Entries taken from a collection:
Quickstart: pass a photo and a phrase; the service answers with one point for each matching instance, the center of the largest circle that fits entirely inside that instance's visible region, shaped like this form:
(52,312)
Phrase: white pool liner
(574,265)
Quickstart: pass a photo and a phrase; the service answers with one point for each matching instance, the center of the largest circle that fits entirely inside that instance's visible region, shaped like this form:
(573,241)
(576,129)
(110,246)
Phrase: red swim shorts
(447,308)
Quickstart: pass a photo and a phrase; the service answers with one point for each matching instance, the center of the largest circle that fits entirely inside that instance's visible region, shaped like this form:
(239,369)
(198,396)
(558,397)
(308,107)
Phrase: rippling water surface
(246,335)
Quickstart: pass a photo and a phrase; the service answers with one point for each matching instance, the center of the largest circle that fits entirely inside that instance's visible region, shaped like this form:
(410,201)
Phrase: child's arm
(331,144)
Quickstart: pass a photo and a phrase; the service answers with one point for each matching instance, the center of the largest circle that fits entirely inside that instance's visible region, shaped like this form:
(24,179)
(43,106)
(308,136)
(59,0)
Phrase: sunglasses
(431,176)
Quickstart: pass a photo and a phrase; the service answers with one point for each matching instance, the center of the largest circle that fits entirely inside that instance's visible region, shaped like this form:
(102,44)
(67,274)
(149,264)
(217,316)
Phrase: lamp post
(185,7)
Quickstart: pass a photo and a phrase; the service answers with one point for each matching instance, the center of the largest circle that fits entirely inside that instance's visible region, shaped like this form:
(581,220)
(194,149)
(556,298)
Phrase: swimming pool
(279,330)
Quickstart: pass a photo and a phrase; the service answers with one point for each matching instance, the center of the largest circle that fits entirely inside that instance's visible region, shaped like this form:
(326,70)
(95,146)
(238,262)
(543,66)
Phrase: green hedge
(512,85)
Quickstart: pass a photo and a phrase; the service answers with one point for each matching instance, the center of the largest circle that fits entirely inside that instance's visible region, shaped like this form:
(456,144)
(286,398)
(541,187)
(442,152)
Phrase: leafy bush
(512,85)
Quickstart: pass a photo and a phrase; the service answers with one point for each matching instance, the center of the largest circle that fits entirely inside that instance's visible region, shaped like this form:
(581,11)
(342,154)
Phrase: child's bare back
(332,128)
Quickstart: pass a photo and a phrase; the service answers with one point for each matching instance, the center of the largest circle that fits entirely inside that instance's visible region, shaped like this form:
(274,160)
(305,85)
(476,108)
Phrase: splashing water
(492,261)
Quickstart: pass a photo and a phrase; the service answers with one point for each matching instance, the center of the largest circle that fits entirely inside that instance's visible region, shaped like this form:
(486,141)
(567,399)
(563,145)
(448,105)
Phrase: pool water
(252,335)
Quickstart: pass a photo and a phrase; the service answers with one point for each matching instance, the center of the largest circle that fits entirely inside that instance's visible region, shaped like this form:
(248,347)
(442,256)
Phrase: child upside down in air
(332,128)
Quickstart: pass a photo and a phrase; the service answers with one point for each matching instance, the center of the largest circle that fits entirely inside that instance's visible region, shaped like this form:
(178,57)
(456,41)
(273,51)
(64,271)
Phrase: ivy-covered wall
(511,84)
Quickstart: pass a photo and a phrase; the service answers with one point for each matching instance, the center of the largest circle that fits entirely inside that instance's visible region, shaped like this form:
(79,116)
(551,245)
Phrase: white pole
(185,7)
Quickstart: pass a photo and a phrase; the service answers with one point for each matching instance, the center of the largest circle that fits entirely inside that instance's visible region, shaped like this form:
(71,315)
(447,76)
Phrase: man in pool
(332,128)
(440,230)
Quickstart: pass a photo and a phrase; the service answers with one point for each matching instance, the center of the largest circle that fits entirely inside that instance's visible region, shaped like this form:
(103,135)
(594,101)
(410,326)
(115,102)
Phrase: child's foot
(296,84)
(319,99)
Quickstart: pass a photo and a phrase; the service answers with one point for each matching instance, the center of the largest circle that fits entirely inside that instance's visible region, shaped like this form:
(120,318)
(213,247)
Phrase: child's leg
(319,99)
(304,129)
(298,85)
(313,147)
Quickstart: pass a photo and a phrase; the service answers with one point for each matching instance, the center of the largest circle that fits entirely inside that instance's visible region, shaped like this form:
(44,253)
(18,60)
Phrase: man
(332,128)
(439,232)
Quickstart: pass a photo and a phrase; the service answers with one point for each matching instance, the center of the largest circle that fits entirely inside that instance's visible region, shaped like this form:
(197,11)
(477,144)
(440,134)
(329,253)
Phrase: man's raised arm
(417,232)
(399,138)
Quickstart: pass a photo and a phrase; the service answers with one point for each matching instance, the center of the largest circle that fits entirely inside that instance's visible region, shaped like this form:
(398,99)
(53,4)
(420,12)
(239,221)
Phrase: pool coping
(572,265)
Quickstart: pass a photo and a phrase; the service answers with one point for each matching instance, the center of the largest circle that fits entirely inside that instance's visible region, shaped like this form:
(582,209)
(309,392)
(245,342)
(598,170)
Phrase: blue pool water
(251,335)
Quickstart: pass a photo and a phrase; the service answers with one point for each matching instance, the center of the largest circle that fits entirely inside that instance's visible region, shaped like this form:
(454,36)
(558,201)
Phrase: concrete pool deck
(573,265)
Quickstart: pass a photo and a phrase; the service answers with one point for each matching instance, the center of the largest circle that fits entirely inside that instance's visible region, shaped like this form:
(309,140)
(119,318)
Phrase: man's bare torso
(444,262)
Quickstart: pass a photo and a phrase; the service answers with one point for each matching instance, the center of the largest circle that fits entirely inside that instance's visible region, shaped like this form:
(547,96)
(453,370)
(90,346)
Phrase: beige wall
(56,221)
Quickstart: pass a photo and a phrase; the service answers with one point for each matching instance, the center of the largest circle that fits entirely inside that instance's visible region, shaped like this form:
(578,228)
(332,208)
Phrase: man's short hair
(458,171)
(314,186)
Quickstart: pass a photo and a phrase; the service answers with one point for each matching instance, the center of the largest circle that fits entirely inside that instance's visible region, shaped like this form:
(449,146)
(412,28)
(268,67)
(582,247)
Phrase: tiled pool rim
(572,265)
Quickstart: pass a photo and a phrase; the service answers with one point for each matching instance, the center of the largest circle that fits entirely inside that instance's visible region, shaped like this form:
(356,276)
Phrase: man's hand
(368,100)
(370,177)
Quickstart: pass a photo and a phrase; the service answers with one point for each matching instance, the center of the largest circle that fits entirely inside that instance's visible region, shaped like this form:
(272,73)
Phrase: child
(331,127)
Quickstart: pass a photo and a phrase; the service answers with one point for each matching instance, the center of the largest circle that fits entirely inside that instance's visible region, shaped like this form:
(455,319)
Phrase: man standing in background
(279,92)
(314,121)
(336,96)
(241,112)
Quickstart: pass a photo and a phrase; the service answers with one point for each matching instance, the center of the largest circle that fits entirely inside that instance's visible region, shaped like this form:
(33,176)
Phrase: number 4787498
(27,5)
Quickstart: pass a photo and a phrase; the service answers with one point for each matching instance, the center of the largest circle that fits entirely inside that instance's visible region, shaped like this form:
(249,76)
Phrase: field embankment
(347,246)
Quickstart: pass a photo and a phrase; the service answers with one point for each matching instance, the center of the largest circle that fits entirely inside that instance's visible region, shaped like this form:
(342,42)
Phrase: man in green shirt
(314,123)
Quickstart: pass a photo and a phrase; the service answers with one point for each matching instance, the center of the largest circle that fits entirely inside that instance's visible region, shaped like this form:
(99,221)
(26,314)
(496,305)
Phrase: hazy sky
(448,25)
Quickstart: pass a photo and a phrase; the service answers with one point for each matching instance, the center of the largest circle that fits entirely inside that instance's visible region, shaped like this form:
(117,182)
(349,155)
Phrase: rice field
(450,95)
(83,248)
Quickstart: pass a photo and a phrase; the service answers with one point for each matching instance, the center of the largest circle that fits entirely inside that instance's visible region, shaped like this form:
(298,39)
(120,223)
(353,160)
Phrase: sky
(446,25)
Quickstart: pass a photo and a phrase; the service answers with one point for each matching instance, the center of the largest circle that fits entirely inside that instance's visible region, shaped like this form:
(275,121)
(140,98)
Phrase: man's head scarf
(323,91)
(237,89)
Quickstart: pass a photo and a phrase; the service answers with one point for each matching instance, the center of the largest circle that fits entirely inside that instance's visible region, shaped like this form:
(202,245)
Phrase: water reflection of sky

• **Task prompt**:
Your answer should be the lines from the one containing "Phrase: rice field" through the last line of the records, repeated exactly and with nothing added.

• **Output for this task**:
Phrase: rice field
(450,95)
(83,248)
Quickstart: pass a photo and a phrase; the service answers with one point for each matching instance, the center of the largest circle that fits entirely inside that instance's visible region, shaped like this form:
(298,39)
(120,223)
(353,160)
Phrase: sky
(446,25)
Quickstart: pass a photo and a phrase; the service answers with one point for each matching instance, the center of the largest circle that fits entirely inside that instance's visible region, shaped like this form:
(275,121)
(140,98)
Phrase: man's head scarf
(323,91)
(237,89)
Quickstart: pass a photo and a phrase; the service answers with one point for each matching instance, the center of the largest circle that fits entirely inside that instance's visible region, shaped like this form:
(202,245)
Phrase: water reflection of sky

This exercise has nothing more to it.